▶ **Work instruction**
Show me every line in the listing that has the word "wooden".

★ ★ ★ ★

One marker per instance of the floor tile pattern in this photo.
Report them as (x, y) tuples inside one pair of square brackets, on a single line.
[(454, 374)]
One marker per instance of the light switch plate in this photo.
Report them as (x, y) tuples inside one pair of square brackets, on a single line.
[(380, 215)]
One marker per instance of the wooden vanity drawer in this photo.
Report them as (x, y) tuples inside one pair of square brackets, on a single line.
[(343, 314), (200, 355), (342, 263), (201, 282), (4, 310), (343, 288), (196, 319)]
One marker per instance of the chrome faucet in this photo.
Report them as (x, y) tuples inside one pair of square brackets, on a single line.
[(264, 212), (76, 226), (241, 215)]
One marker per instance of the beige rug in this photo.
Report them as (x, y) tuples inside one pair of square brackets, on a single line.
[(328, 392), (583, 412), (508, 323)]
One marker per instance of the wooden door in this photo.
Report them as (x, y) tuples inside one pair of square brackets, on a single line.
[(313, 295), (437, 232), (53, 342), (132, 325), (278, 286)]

★ ★ ★ ★

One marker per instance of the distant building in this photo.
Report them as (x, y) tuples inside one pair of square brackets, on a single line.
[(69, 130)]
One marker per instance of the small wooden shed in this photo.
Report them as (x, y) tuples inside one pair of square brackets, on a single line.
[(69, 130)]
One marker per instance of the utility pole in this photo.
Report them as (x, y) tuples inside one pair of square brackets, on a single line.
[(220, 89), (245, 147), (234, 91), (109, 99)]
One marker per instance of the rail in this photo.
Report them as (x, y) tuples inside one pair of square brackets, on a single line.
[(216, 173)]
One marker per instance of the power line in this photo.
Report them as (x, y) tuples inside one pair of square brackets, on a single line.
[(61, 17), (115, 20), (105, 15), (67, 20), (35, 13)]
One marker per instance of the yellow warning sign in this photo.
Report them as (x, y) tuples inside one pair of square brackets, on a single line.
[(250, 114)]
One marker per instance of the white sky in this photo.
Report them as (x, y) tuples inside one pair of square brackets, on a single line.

★ ★ ★ ★

▶ **Exercise answer**
One marker per instance of the wooden vanity drawer in this photo.
One marker per instance of the wooden door in this photo.
One marker per instance of the small wooden shed in this photo.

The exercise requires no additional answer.